▶ Short task:
Write out the data below in full, unchanged, minus the images.

▶ Records provided:
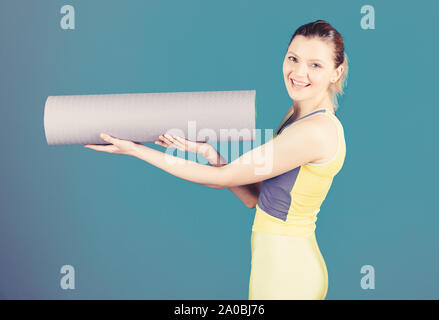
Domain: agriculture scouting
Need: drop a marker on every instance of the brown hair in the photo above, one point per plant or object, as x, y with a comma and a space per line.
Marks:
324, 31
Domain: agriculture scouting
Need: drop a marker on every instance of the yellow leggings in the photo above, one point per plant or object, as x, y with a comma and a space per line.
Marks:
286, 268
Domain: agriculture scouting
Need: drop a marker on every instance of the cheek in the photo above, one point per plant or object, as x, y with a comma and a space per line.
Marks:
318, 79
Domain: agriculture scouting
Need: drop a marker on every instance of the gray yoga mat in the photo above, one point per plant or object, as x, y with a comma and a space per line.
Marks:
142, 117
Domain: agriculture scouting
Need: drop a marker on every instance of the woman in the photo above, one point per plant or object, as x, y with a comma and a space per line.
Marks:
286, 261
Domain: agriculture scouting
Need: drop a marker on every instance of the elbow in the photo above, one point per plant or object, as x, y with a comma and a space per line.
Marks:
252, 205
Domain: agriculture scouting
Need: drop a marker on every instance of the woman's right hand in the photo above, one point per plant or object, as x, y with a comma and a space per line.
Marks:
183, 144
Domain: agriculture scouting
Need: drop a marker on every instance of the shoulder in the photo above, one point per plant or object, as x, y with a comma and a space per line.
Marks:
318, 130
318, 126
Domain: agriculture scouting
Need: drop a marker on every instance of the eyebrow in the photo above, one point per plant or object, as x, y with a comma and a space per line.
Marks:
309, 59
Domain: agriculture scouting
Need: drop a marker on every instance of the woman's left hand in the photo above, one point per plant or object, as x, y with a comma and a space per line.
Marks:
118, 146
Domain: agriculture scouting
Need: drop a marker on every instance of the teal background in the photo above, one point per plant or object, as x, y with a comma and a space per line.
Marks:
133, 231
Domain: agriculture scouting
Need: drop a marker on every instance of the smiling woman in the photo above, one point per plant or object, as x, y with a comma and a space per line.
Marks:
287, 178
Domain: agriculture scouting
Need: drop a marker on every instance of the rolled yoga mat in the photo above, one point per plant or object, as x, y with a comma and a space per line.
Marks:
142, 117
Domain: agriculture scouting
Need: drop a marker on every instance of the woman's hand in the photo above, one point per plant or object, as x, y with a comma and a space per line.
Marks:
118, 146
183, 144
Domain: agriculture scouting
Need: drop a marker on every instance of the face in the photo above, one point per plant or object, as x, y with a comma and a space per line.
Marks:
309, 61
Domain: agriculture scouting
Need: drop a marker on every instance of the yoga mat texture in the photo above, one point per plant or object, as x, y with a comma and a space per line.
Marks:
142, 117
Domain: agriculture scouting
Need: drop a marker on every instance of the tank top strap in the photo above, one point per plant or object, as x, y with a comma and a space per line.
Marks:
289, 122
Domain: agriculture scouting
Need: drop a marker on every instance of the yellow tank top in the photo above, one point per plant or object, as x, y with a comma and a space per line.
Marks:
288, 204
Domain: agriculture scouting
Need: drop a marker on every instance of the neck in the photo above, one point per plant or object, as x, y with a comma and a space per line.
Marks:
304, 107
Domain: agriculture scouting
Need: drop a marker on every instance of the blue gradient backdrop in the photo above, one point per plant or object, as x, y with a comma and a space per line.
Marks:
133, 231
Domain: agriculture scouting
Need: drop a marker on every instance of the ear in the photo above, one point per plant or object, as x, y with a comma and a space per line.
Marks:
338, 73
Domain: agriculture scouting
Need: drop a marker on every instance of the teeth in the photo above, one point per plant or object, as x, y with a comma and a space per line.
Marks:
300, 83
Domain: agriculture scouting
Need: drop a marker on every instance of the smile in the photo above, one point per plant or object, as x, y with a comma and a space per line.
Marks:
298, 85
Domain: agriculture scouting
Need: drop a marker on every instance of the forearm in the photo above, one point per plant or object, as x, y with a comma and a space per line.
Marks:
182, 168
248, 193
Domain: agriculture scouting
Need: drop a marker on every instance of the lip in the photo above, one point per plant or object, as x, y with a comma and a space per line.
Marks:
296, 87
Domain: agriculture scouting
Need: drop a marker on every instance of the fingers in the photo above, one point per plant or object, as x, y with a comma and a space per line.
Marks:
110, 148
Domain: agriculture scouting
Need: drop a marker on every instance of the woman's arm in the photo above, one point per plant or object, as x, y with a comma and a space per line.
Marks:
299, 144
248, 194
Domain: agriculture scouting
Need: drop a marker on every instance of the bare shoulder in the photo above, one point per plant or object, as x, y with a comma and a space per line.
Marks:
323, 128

▶ Solution to this problem:
Domain: agriculture scouting
Need: drop a marker on every instance of the brown hair in the photo above, one point per plant or object, as x, y with a comma and a space per line.
Marks:
324, 31
Domain: agriculture scouting
Need: drop a marker on every instance of the yellow leggings in the photo above, one point per plant or object, as x, y with a comma and a space per line.
Marks:
286, 268
Domain: agriculture scouting
Need: drop a marker on every instance of the cheek in the photo above, one point per plant or object, as x, y with a comma and a space per line.
Marks:
318, 79
Domain: agriculture scouting
Need: drop a marker on every instance of the gray yoga mat in the photo above, one point per plant or object, as x, y with a comma and a space per line.
Marks:
142, 117
Domain: agriculture scouting
Need: drop a marker on every instance of the woman in the photo above, one point per plant or object, as x, y with a comma and a space per line.
Marks:
286, 261
Domain: agriculture scouting
Need: drop a marker on every instance of the elbow in the photo above, one point per plant or object, as x, y with a comma and a space per line.
Marks:
252, 205
Domain: agriculture scouting
Need: drop a marker on every instance of the woman's right hand in the photo above, one point per plant or object, as x, y with a comma and a space per line.
Marks:
183, 144
Domain: agriculture scouting
Need: drop a marker on every instance of the shoulder in the photo above, one point per plant or object, as x, y with a comma and a space per line.
Marks:
318, 130
318, 126
Domain: agriculture scouting
Need: drop a marker on every instance of the eyebrow in the photo above, one point per plant or object, as x, y with a comma and a space per line.
Marks:
309, 59
Domain: agriculture scouting
Need: drop a marker on every instance of the woman's left hand in the photo above, one point per plant or object, as x, y with a comma and a space per line.
Marks:
118, 146
Domain: agriculture scouting
Need: drop a marker on every instance of the teal background in the photo above, one point per plant or object, as x, y with a comma and a space per line.
Marks:
133, 231
Domain: agriculture scouting
Need: drop a marker on every instance of the smiling woman in the photo above, one point per plant or object, as x, y with a comma and a space per line.
Marks:
287, 178
Domain: agriculture scouting
Need: drop a marker on every instance of the rolled yoga mat in the photo above, one point per plant or object, as x, y with a comma and a space per line.
Marks:
142, 117
Domain: agriculture scouting
Need: drop a marker on every instance of the woman's hand in the photo above, one point per plant or object, as x, y with a comma and a space per line.
Marks:
118, 146
183, 144
Domain: agriculture scouting
Need: drop a marker on every instance of the face in the photo above, one point per plant or object, as x, y with a comma and a space per line.
Marks:
309, 61
Domain: agriculture scouting
Need: drop a marker on every instance of the yoga mat texture in the photo above, one point per plant or object, as x, y with a comma and a space per line.
Marks:
142, 117
Domain: agriculture scouting
Need: drop a marker on every instance of the tank top strap in the photo above, one point per plant or object, as x, y with a comma and a space per line.
Marks:
289, 122
Domain: agriculture scouting
Need: drop a marker on every instance of the yellow tank top in the photo above, one point per plant or object, as x, y with a comma and a space per line.
Marks:
288, 204
Domain: agriculture scouting
Need: drop a marker on every instance of the neck in the photo above, one point per plant or object, as x, y with a comma and a space per line.
Marks:
304, 107
Domain: agriculture scouting
Need: drop a marker on every instance of the blue gradient backdrop in the photo above, one point per plant or object, as x, y with a comma and a space per line.
Marks:
133, 231
Domain: agriculture scouting
Need: drop a marker on every instance of the ear in the photo above, one point per plant or object, as x, y with a comma and a space per line.
Marks:
338, 73
Domain: agriculture scouting
Need: drop a marker on every instance of the teeth in the photo above, one point per plant or object, as x, y with a comma and a space per line.
Marks:
300, 83
Domain: agriculture scouting
Need: drop a marker on every instance of the smile in the photo above, one point per plant or object, as x, y with a comma and a space per line.
Marks:
298, 85
Domain: agriculture scouting
Need: drop a marker on every instance of the forearm in the photo above, one point per plant or object, as x, y with a comma and a space per line.
Marks:
182, 168
248, 193
Domain: agriculture scouting
Need: drop a marker on every instance of the lip in the photo above, one point per plant or object, as x, y with a comma and a space per line.
Marks:
296, 87
Domain: agriculture scouting
Need: drop a marker on every instance of the fingers in the photo above, one point per plant or object, as x, y with a comma and a space per line.
Marks:
110, 148
Domain: agriculture scouting
Need: drop a marker on every instance of the woman's arm in the photo above, one point per plant or object, as x, y with a comma and a space per line.
Marks:
299, 144
248, 194
Domain: agriculture scouting
Need: drop a marker on every instance of the bare shoulder in the photo above, one point per plant or object, as x, y with a comma and a space per line.
Marks:
323, 128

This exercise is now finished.